Count the lines in the rows below that contain the string "coat", and reply with only that number.

Position annotation rows:
————————
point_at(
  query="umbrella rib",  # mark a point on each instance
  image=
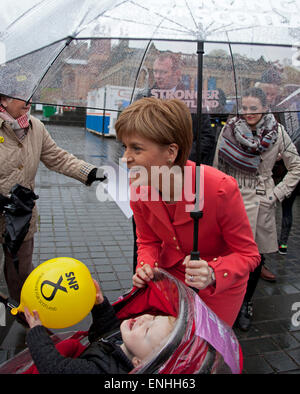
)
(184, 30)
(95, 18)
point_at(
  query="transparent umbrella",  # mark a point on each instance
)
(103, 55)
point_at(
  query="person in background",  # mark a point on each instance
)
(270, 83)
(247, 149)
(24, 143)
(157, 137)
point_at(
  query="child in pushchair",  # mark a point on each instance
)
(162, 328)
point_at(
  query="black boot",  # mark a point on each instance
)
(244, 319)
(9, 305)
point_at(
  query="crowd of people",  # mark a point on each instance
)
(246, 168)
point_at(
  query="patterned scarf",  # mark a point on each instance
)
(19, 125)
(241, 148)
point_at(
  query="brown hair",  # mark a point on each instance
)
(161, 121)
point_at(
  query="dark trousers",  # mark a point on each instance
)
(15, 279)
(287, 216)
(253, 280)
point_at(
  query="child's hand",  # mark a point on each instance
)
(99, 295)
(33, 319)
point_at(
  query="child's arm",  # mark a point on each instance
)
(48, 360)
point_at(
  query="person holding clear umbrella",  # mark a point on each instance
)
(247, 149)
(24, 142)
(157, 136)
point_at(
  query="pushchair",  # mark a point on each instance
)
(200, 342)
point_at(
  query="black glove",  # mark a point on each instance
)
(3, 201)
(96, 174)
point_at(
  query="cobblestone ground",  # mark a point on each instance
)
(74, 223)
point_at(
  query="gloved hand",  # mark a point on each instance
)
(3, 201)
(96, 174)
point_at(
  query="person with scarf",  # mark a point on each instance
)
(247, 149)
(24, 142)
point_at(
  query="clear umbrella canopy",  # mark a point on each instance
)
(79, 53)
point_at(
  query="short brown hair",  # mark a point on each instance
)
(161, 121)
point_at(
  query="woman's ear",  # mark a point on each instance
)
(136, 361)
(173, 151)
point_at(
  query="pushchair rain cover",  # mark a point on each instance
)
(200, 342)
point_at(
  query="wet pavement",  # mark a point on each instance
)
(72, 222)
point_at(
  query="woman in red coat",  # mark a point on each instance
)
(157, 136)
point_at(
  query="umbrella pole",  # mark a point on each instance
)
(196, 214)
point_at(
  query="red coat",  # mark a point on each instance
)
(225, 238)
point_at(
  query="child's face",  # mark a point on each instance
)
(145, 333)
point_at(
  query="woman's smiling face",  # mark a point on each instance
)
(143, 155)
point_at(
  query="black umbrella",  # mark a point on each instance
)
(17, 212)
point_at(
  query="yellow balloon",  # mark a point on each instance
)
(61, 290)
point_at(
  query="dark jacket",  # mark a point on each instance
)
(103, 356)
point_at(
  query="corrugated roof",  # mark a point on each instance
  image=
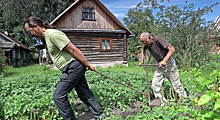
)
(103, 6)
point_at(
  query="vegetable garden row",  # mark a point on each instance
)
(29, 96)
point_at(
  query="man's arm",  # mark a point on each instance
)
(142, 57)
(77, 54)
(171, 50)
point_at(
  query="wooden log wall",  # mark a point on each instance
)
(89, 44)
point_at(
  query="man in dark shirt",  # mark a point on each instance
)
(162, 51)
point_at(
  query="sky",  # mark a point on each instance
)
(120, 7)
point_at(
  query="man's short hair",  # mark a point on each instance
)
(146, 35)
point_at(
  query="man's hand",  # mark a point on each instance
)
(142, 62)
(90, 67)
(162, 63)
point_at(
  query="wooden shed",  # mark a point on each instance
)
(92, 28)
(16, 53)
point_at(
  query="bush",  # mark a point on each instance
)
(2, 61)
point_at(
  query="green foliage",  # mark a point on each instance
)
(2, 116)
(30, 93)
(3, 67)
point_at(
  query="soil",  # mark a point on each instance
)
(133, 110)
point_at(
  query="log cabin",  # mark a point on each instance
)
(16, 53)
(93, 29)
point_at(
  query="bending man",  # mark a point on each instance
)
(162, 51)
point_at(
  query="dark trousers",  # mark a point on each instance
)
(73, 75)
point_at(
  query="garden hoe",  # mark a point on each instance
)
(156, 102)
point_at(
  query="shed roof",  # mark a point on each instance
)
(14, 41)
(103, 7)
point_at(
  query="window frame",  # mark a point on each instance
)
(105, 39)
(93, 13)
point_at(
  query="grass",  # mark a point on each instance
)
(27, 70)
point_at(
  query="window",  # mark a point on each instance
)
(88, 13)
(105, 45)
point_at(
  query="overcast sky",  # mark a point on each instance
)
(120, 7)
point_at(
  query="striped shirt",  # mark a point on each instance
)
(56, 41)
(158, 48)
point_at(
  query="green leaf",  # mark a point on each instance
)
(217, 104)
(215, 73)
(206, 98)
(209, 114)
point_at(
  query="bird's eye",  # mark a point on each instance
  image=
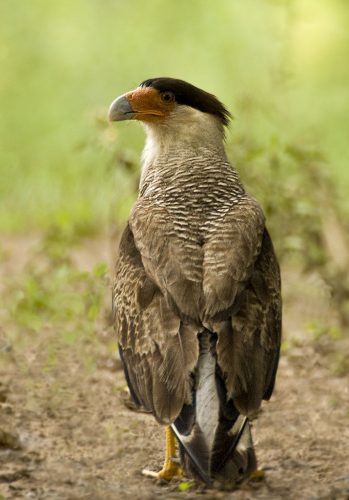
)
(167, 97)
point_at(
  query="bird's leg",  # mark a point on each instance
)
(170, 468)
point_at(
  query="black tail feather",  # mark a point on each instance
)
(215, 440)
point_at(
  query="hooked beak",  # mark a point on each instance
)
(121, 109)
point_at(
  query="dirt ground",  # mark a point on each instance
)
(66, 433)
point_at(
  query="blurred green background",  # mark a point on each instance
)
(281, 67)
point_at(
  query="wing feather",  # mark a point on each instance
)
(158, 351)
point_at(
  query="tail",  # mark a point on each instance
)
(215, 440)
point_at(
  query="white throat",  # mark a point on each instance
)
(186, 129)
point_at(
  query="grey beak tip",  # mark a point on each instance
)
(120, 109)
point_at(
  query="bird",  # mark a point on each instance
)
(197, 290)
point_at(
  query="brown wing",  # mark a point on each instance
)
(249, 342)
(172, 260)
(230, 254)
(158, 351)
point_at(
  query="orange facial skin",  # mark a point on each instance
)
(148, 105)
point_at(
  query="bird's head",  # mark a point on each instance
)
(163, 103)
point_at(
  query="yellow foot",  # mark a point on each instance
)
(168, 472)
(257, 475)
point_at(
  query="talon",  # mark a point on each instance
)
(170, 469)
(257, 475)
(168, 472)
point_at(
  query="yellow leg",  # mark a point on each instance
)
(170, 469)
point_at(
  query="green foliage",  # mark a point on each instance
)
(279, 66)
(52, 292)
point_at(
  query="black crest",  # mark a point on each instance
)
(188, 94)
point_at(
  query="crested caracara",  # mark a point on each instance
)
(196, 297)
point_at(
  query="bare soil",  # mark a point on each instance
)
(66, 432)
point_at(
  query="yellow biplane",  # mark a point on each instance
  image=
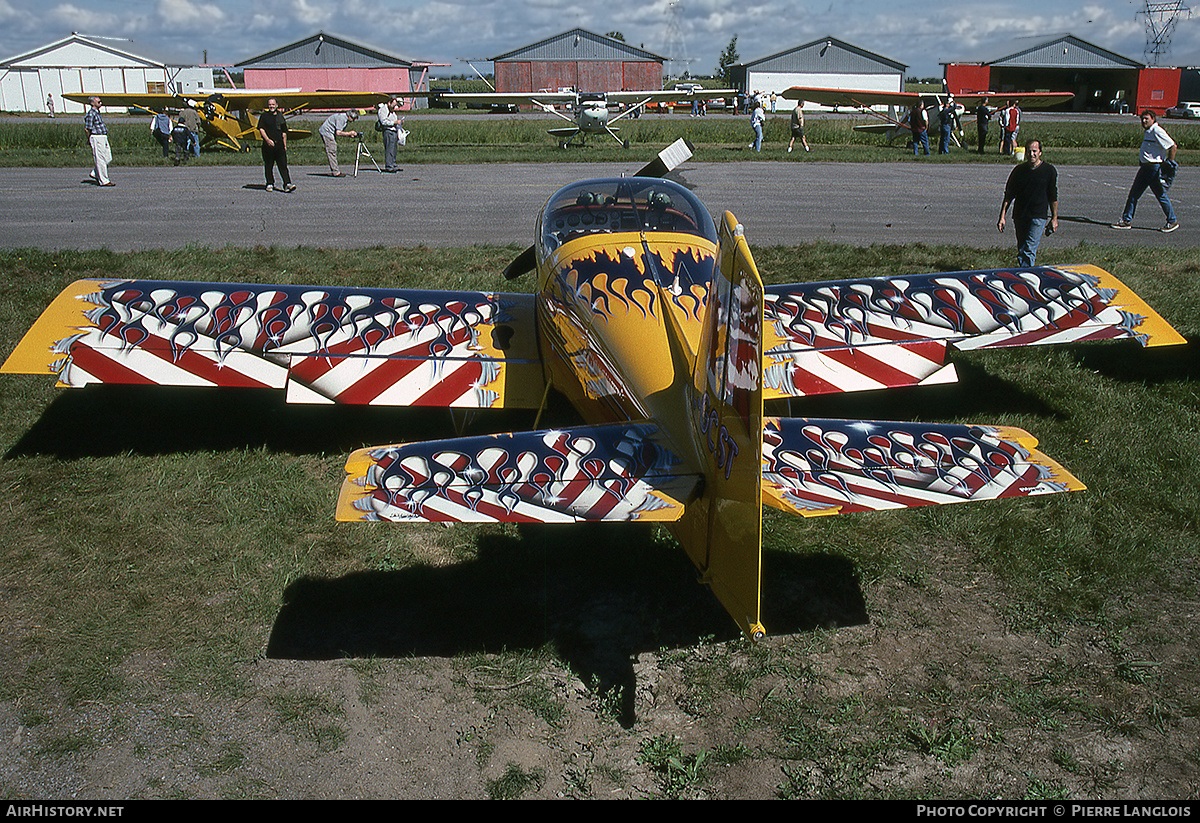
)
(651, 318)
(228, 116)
————————
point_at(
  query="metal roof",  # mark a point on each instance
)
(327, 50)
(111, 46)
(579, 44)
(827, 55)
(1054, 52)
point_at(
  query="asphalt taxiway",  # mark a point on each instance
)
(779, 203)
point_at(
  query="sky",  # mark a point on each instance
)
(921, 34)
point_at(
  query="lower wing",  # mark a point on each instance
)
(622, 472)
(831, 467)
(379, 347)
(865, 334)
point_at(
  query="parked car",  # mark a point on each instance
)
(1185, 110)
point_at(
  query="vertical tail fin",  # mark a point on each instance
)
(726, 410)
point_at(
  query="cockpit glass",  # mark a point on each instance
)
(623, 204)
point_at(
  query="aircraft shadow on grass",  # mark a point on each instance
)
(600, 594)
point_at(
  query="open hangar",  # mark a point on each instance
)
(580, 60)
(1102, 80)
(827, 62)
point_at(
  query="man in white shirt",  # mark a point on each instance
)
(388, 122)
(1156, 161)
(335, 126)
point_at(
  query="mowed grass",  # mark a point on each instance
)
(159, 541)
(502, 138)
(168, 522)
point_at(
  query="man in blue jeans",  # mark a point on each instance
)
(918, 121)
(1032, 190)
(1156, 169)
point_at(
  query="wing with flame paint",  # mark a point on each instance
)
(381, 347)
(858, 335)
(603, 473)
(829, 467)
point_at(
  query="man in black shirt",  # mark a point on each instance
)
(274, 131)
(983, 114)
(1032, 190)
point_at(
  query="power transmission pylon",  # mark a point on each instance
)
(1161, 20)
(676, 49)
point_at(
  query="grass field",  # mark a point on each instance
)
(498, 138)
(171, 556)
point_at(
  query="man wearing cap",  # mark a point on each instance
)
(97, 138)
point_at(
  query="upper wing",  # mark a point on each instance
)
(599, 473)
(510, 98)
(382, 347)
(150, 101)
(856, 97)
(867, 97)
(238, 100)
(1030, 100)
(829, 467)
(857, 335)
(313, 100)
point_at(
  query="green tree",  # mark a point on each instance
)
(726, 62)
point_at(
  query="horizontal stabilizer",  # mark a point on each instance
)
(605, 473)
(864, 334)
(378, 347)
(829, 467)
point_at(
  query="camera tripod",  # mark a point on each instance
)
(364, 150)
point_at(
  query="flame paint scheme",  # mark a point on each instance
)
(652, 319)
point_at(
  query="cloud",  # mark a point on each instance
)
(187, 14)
————————
→ **The result**
2